RECORD EXTRACTS –
________________
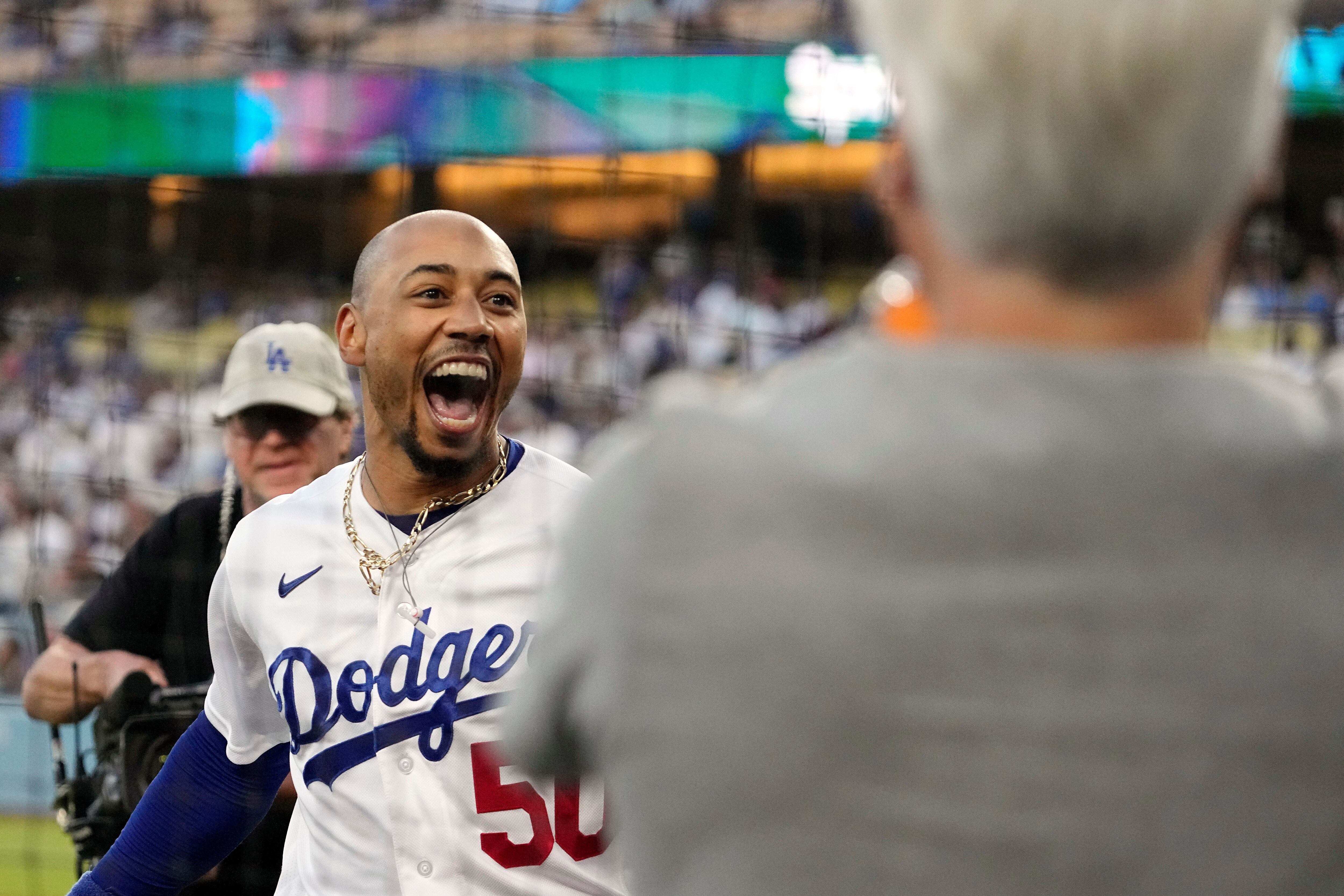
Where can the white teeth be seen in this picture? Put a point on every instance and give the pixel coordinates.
(462, 369)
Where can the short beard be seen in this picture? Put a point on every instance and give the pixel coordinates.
(445, 469)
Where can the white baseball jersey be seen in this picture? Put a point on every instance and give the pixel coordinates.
(393, 735)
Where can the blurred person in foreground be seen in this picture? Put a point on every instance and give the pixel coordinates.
(1046, 606)
(288, 414)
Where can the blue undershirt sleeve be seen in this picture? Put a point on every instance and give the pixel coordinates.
(195, 812)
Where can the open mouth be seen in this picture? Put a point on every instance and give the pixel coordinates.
(456, 392)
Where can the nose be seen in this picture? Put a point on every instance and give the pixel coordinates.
(275, 440)
(467, 320)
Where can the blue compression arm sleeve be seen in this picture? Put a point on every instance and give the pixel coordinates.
(195, 812)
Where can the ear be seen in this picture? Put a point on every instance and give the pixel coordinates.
(351, 335)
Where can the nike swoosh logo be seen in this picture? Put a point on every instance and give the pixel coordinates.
(285, 587)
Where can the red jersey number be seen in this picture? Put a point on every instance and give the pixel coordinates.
(495, 796)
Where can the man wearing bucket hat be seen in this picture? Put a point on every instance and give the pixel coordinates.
(287, 410)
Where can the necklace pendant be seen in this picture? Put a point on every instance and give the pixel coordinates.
(369, 578)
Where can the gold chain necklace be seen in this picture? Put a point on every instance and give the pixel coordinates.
(371, 561)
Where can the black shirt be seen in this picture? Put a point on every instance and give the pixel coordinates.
(155, 604)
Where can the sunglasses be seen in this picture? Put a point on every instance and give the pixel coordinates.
(294, 427)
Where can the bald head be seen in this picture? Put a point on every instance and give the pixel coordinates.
(432, 293)
(453, 226)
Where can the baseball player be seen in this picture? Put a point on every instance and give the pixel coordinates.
(367, 629)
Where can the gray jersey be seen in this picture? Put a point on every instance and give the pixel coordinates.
(963, 622)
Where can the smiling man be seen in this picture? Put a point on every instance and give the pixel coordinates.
(366, 629)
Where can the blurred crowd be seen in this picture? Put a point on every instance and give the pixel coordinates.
(1283, 306)
(147, 40)
(105, 427)
(105, 408)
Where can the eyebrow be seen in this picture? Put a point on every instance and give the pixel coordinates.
(449, 271)
(429, 269)
(505, 276)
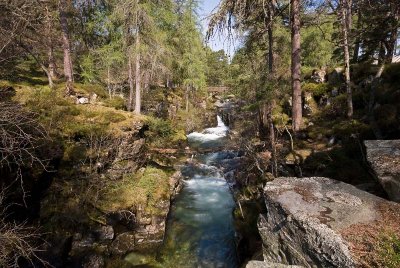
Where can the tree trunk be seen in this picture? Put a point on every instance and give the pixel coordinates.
(358, 41)
(187, 98)
(68, 70)
(138, 98)
(297, 113)
(270, 28)
(109, 81)
(131, 86)
(52, 62)
(345, 6)
(391, 46)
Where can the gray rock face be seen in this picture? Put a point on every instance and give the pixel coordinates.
(123, 243)
(306, 218)
(384, 158)
(260, 264)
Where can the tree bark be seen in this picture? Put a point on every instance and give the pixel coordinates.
(68, 69)
(187, 98)
(131, 85)
(391, 46)
(109, 81)
(270, 29)
(138, 98)
(50, 54)
(358, 41)
(297, 113)
(345, 6)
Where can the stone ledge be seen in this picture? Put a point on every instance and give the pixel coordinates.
(384, 158)
(306, 218)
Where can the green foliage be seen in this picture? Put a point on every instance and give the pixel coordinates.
(389, 249)
(159, 128)
(217, 67)
(146, 188)
(387, 115)
(345, 129)
(115, 102)
(391, 73)
(317, 90)
(317, 47)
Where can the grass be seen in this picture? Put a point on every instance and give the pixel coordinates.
(147, 188)
(389, 249)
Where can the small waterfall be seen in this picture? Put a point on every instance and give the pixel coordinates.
(209, 135)
(200, 230)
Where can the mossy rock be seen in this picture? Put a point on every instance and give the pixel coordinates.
(345, 129)
(386, 115)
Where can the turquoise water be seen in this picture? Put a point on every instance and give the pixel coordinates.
(200, 230)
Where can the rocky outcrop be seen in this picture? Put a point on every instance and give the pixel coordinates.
(384, 158)
(261, 264)
(314, 222)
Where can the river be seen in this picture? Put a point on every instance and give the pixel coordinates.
(200, 229)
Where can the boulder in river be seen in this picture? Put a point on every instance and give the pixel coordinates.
(320, 222)
(384, 158)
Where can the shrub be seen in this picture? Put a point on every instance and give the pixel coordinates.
(116, 102)
(146, 189)
(114, 117)
(159, 127)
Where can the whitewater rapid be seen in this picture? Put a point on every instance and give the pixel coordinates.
(210, 134)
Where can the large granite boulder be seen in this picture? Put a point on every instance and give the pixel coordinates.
(384, 158)
(319, 222)
(261, 264)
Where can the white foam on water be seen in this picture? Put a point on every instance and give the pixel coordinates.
(210, 134)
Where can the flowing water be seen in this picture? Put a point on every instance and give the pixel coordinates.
(200, 231)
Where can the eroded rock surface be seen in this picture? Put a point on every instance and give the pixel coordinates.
(306, 218)
(384, 158)
(261, 264)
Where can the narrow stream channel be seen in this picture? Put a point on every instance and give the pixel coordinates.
(200, 230)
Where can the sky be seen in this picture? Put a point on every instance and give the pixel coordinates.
(218, 42)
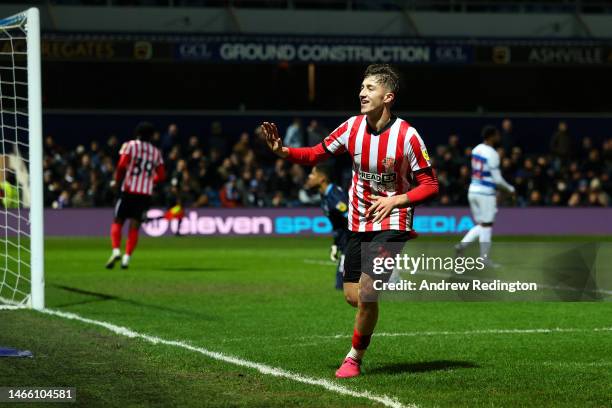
________________
TASK OBJECTIVE – From the listing above, print every entry precisely and drop the pictures.

EXERCISE SOLUTION –
Where can the white teeth be seen in this picture? Put a point on every instance and give the pixel coordinates.
(462, 369)
Where can the short beard be seen in this picture? Put a point on every instance and give the pixel coordinates.
(445, 469)
Where can the white baseball jersey be seen in this picture? Put a point on every instance and give the pixel coordinates.
(393, 735)
Where can the blurred person in foreground be seen in this picture? Put a point on every instance and give the pixel coordinates.
(1046, 606)
(288, 414)
Where can the blue undershirt sleeve be seen in this picture? Put a point on every instance and give the pixel coordinates.
(195, 812)
Where can the open mouth be seen in this picture? Put a point on every instance and give the pixel coordinates.
(456, 392)
Where can the nose be seen in this picture? Put a point on every instance and give the pixel coordinates.
(275, 440)
(467, 320)
Where can the blue compression arm sleeve be seen in this picture? Put a point on every instance and give the pixel coordinates.
(195, 812)
Where can the ear be seen in this picture? Put a point on every instance and give the pixel coordinates.
(351, 335)
Where can the nike swoosh logo be seen in this picture? Put a point on every instance and give the pixel coordinates.
(285, 587)
Where can the red jersey number be seen in this picture? Put a point on every instance and give the pixel coordinates.
(495, 796)
Where can the man wearing bucket hat be seen in this picture? Put a point on every instance and give the pixel coordinates.
(287, 410)
Where can the necklace pendant be seen in this picture? Put a point on every instance and give the pixel coordinates.
(369, 578)
Where can the gold chain necklace be seen in this picture? Put a point on every instance and give the pixel coordinates.
(371, 561)
Where can the black shirt be seen in this picture? Put a point on every instance and give the pixel coordinates.
(155, 604)
Where can the sunglasses be seen in this picture? Put a point on every instance and give the pixel coordinates.
(294, 427)
Where can the bald head be seen in this picture? Put a point on every instance and give the pixel coordinates.
(432, 293)
(453, 226)
Where can the baseball player be seen in this picture? Put a point on every instance and give the pixel coordinates.
(367, 629)
Where can the gray jersey be seen in this picture? Put a point on every instance and give the pixel coordinates.
(963, 622)
Where can the smiling man be seen in this picture? Put a point on every instance and give the pixel coordinates.
(366, 629)
Where can the blurred crowd be seen in this picture? Put a point on every instance and give the pixel coordinates.
(1283, 306)
(147, 40)
(105, 427)
(105, 408)
Where can the eyebrow be seen in this picture? Put a point on every instance and give the pixel coordinates.
(449, 271)
(429, 269)
(505, 276)
Where can the tree trunk be seen in this picture? Put a point on every instance and give the pixel coordinates.
(358, 41)
(187, 98)
(68, 70)
(138, 98)
(297, 113)
(270, 28)
(109, 81)
(131, 86)
(52, 62)
(345, 6)
(391, 46)
Where can the gray rock face be seen in this picture? Put a point on every instance and give the pixel coordinates.
(123, 243)
(306, 218)
(384, 158)
(260, 264)
Where can the tree bark be seen in this picture? Put a point on every instance and give the pixel coordinates.
(68, 69)
(187, 98)
(131, 85)
(391, 46)
(109, 81)
(270, 29)
(138, 98)
(50, 54)
(358, 41)
(297, 113)
(345, 6)
Where can the stone ledge be seen in this picture? Put a point on every instance and give the pixel coordinates.
(384, 158)
(306, 218)
Where can the green foliage be seen in this picture? Put a point on every instance and give the pixel coordinates.
(389, 249)
(159, 128)
(217, 67)
(146, 188)
(387, 115)
(345, 129)
(115, 102)
(391, 73)
(317, 90)
(317, 47)
Where can the grass be seen in this picture? Put a point on every instance and give the pixel coordinates.
(147, 188)
(389, 249)
Where can the small waterfall be seen in this picture? Put a point on every instance and give the pixel coordinates.
(209, 135)
(200, 230)
Where can the mossy rock be seen in this picture? Put a point on every instance and give the pixel coordinates.
(345, 129)
(386, 115)
Where can the turquoise water be seen in this picture? Put a point on every instance and give the pixel coordinates.
(200, 230)
Where can the rocky outcrop be seen in this picture? Put a point on every instance and give the pixel coordinates.
(384, 158)
(261, 264)
(314, 222)
Where can the river be seen in this picture? Put a point on every instance and give the pixel coordinates.
(200, 229)
Where can the boulder in river be seen in this picture? Put a point on every instance and give the pixel coordinates.
(320, 222)
(384, 158)
Where can the shrub be seen in this picture? Put a point on every instance and give the pixel coordinates.
(116, 102)
(146, 189)
(114, 117)
(159, 127)
Where can the whitewater rapid be seen in this picture? Put a point on every instance and give the pixel coordinates.
(210, 134)
Where can the large granite boulder be seen in this picture? Put a point on every instance and give the pixel coordinates.
(384, 158)
(319, 222)
(261, 264)
Where can the white foam on water be seen in this picture? Put a point on every instance and give the pixel coordinates.
(210, 134)
Where can the flowing water be seen in this picture? Put a point on every instance and give the pixel coordinates.
(200, 231)
Where can the eroded rock surface be seen in this picture? Put a point on every instance and give the pixel coordinates.
(306, 218)
(384, 158)
(261, 264)
Where can the narrow stream channel be seen in this picture? Put a point on every instance and give the pixel coordinates.
(200, 230)
Where can the sky be seen in this picture? Put a point on every instance and give the pixel coordinates.
(218, 42)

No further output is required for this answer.